### [Extracted entries]

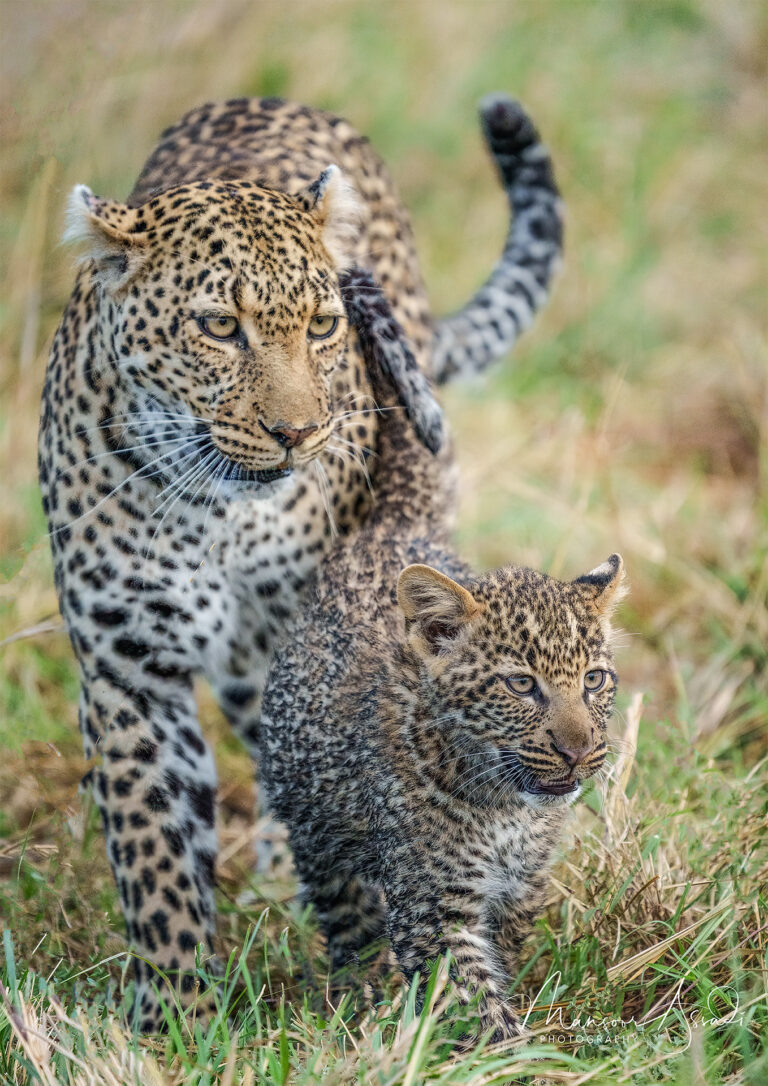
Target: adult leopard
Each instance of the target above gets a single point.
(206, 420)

* * *

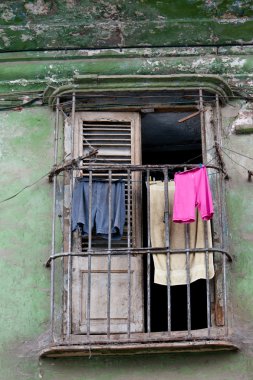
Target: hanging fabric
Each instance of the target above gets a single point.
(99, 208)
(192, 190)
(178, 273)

...

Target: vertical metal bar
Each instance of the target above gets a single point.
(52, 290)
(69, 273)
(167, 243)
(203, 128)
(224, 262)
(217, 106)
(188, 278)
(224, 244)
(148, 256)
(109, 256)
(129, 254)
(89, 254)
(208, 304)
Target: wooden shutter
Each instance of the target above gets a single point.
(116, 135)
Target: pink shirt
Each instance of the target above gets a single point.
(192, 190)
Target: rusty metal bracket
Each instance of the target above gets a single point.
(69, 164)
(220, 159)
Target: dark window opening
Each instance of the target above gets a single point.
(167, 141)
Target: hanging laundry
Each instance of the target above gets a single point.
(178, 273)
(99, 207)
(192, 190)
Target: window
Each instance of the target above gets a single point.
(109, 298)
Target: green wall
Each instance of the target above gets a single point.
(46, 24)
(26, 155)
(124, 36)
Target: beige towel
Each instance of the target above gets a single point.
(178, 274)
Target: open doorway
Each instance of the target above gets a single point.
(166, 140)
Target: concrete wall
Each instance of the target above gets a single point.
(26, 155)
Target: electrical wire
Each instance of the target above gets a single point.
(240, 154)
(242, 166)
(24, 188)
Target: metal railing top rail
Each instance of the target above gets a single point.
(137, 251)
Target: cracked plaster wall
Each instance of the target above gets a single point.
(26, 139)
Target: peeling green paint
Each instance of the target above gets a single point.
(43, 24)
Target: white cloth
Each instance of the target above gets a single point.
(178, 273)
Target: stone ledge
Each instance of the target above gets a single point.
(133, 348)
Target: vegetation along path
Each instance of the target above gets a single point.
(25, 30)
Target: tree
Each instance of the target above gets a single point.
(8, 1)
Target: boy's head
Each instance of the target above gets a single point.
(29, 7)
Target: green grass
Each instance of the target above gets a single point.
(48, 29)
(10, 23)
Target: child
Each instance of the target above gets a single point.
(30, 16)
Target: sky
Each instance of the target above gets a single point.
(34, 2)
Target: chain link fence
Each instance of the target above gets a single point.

### [Work instructions]
Pull out every line of the items above that contains the string "wall". Treat uppercase and lowercase letters as different.

### [Answer to this task]
Target: green wall
Target: concrete wall
Target: cracked plaster wall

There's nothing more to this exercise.